WHAT THE EXERCISE ASKS
Can you give the records below again, substituting "Located at" for each occurrence of "Marked at" and leaving everything else unchanged?

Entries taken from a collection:
= = = = =

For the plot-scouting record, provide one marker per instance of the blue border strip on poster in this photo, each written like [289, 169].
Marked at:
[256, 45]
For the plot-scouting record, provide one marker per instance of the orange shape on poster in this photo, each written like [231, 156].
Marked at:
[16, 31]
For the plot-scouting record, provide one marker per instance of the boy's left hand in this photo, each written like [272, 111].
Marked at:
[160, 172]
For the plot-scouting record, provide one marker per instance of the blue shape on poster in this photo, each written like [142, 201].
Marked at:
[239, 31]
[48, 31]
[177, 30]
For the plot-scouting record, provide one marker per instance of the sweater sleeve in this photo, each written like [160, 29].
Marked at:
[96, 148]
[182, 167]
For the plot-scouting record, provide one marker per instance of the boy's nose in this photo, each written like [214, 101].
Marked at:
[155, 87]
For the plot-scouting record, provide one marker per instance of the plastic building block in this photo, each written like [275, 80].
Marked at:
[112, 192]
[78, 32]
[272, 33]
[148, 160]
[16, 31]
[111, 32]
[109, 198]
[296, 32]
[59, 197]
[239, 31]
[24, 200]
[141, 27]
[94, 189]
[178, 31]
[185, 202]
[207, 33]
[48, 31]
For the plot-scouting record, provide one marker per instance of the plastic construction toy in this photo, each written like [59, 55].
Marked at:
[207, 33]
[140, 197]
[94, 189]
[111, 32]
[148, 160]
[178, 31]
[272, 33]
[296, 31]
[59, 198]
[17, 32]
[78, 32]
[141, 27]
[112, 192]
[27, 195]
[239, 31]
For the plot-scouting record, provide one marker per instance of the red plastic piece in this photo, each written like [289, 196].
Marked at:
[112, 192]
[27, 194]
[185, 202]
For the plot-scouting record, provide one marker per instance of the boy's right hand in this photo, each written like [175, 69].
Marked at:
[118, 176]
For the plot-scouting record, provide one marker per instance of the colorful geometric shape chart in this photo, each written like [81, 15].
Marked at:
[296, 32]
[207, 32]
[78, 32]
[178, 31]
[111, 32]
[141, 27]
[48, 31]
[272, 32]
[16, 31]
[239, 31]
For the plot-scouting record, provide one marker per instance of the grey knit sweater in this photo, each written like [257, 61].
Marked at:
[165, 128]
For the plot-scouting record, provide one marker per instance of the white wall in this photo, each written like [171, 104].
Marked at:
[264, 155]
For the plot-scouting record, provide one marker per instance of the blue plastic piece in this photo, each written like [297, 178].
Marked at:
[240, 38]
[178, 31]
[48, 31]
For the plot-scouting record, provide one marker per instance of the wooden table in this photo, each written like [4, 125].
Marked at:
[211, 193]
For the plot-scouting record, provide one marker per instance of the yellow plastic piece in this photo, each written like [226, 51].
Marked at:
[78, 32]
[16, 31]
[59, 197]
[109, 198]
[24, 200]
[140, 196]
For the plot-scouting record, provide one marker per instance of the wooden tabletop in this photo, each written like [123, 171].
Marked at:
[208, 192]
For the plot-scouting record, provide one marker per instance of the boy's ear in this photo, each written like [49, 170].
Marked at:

= = = = =

FINAL ANSWER
For the plot-scouting record, provide one marker per instance of the blue border strip on poster in this photo, each written like [289, 169].
Located at:
[256, 45]
For the plot-scouting record, provide one marker per instance of the orange shape on poster in this photo, each written like [231, 156].
Located at:
[16, 31]
For the plot-scouting record, provide one marker per instance of the boy's left hand in this photo, each written like [272, 111].
Located at:
[160, 172]
For the plot-scouting record, provide one marker per instance of the blue shape on poster in this photo, each written like [142, 201].
Located at:
[239, 31]
[48, 31]
[177, 30]
For the plot-scouting record, provide one marker per instance of the sweater sleeve in this photo, each written like [160, 29].
Located at:
[96, 148]
[182, 167]
For the plot-scouting record, provide one marker per instance of the boy's nose in this photo, each written like [214, 101].
Located at:
[155, 87]
For the plot-scouting record, provide one marker per instance of the plastic building block in this photo, each written like [275, 80].
Located at:
[112, 192]
[78, 32]
[272, 33]
[148, 160]
[16, 31]
[111, 32]
[109, 198]
[296, 32]
[59, 197]
[239, 31]
[24, 200]
[141, 27]
[94, 189]
[178, 31]
[185, 202]
[207, 33]
[48, 31]
For the plot-scouting record, provide one marker per instance of the plastic construction toy in this photo, each written like [59, 55].
Located at:
[207, 33]
[140, 197]
[94, 189]
[111, 32]
[148, 160]
[178, 31]
[272, 33]
[296, 31]
[59, 198]
[17, 32]
[78, 32]
[141, 27]
[112, 192]
[27, 195]
[239, 31]
For the plot-scouting record, provide one marker per instance of the red plastic piece in this photo, each written like [289, 196].
Located at:
[112, 192]
[27, 194]
[185, 202]
For the plot-scouting record, provide one marker per instance of the boy's right hand in this photo, each written like [175, 69].
Located at:
[118, 176]
For the plot-scouting record, provide one marker per instance of the colorful geometric shape chart in this photo, each written like [81, 15].
Located at:
[296, 32]
[207, 32]
[78, 32]
[178, 31]
[111, 32]
[141, 27]
[48, 31]
[272, 32]
[16, 31]
[239, 31]
For the plot-scouting record, provide one marker per instance of the grey knit sweater in this photo, each written like [257, 61].
Located at:
[165, 128]
For the plot-scouting record, provide one marker per instance of the white wall in this photo, each written like [171, 104].
Located at:
[264, 155]
For the plot-scouting record, provide one marker per instance of the blue plastic piece in this photo, each written like [297, 178].
Located at:
[240, 38]
[178, 31]
[48, 31]
For the plot-scouting record, provide one marker per instance of the wooden table in this photo, each written like [4, 125].
Located at:
[211, 193]
For the plot-scouting record, provide one marker per instance of the yellow plastic piece in this photo, each written like [226, 51].
Located at:
[78, 32]
[16, 31]
[59, 197]
[109, 198]
[24, 200]
[140, 196]
For the plot-scouting record, provide one marker per instance of the wooden tabletop in this photo, each written like [123, 171].
Located at:
[208, 192]
For the plot-scouting record, provide one marker per instance of the boy's ear in this photo, each written like [49, 170].
Located at:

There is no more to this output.